YOUR OBJECTIVE:
Locate "the christmas tree." in the listing below, then output the line holding it and every line after it, exactly and with nothing else.

Dataset rows on where objects appear:
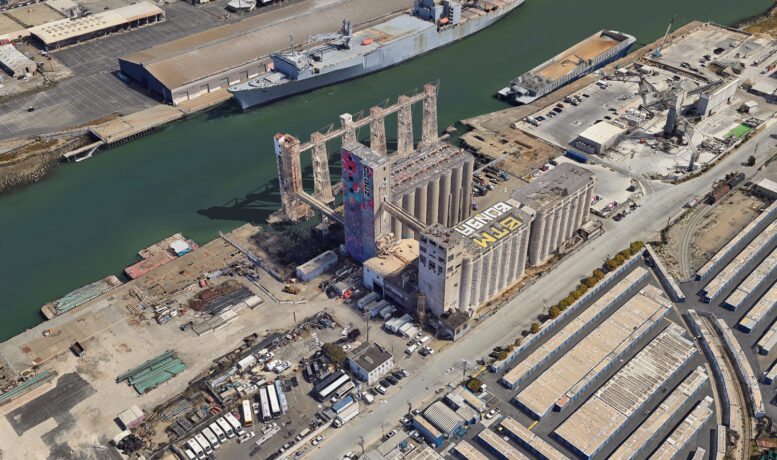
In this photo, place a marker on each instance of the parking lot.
(94, 91)
(305, 411)
(564, 126)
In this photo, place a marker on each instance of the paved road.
(508, 321)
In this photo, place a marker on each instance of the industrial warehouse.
(483, 279)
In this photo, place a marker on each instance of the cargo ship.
(79, 296)
(159, 254)
(591, 54)
(346, 55)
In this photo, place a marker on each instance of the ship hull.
(391, 54)
(594, 68)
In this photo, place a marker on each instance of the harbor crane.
(657, 52)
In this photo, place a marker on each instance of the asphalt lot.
(748, 341)
(659, 203)
(564, 127)
(71, 389)
(94, 91)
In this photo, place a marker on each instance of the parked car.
(245, 437)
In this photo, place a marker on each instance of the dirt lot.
(706, 229)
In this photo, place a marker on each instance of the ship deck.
(587, 49)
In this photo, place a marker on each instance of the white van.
(203, 443)
(226, 427)
(216, 429)
(212, 439)
(196, 448)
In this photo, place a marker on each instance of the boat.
(347, 54)
(159, 254)
(241, 5)
(79, 296)
(591, 54)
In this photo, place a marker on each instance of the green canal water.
(217, 171)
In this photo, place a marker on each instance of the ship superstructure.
(591, 54)
(347, 54)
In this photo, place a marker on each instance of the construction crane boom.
(657, 52)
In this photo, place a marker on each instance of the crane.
(657, 52)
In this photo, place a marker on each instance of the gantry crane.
(657, 52)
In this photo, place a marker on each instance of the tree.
(335, 353)
(474, 385)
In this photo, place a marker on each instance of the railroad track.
(686, 270)
(746, 429)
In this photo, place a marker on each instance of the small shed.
(766, 188)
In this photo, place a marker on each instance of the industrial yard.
(460, 301)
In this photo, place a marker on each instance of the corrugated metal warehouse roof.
(442, 417)
(200, 55)
(66, 29)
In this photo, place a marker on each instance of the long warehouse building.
(183, 69)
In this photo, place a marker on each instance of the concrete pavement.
(521, 311)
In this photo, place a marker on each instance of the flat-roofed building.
(369, 362)
(187, 68)
(561, 199)
(14, 62)
(567, 378)
(64, 32)
(394, 274)
(599, 137)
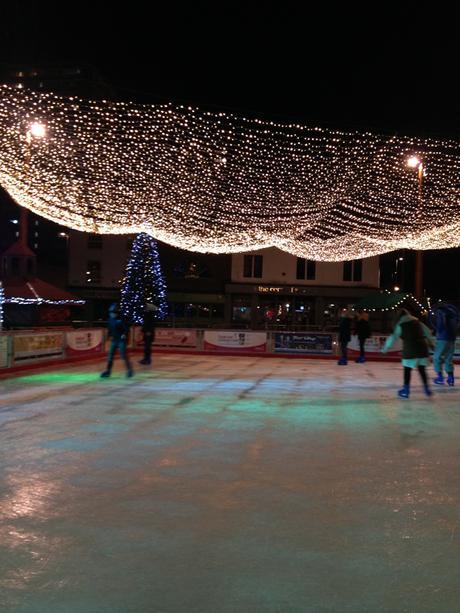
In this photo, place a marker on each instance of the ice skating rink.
(228, 484)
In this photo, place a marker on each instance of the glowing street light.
(415, 162)
(36, 130)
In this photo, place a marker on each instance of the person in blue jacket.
(445, 319)
(344, 336)
(119, 333)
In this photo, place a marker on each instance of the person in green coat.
(416, 340)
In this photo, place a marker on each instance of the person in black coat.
(148, 330)
(362, 331)
(119, 333)
(344, 336)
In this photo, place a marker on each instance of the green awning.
(383, 300)
(193, 298)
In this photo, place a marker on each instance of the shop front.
(287, 307)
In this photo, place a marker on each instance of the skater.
(148, 330)
(362, 331)
(445, 320)
(344, 336)
(416, 339)
(118, 331)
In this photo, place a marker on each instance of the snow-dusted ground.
(228, 484)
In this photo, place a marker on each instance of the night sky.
(388, 67)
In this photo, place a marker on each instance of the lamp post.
(416, 162)
(35, 132)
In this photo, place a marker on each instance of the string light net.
(215, 182)
(144, 282)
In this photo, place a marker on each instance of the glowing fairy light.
(215, 182)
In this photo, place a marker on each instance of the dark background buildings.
(391, 68)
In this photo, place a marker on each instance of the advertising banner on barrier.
(304, 342)
(227, 340)
(4, 351)
(84, 342)
(373, 346)
(457, 347)
(35, 345)
(168, 337)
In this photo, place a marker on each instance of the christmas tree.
(143, 283)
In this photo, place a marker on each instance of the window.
(94, 241)
(93, 272)
(15, 266)
(353, 271)
(253, 265)
(306, 269)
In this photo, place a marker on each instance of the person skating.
(416, 340)
(344, 336)
(118, 332)
(445, 320)
(363, 331)
(148, 331)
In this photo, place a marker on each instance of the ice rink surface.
(228, 484)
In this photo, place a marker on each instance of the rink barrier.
(61, 346)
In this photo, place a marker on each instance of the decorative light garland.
(38, 301)
(215, 182)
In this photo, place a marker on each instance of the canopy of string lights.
(215, 182)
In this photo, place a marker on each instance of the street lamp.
(415, 162)
(36, 131)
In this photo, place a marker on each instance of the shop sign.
(82, 342)
(280, 289)
(298, 342)
(228, 340)
(38, 345)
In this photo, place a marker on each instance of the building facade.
(266, 289)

WRITTEN ANSWER:
In this photo, place a marker on each instance of the christmas tree.
(143, 283)
In this photo, place a marker on each instance of the window.
(94, 241)
(93, 272)
(15, 266)
(353, 271)
(253, 265)
(306, 269)
In this photo, place a marker on each instance of the person skating.
(416, 340)
(344, 336)
(118, 332)
(445, 320)
(363, 331)
(148, 331)
In this photo, place a marker on each instance of the ice rink surface.
(228, 484)
In this photo, place a marker on each instance of the rink barrier.
(61, 346)
In this photo, place a marker on each instance of the decorative light garland.
(38, 301)
(215, 182)
In this photo, place a marker on each instance of the canopy of string lights.
(215, 182)
In this photo, place a marker on each instance of the street lamp.
(415, 162)
(36, 131)
In this photo, place a marker on each instance of the shop sign.
(82, 342)
(280, 289)
(298, 342)
(228, 340)
(38, 345)
In this photo, place a marker on each instance of the building facade.
(266, 289)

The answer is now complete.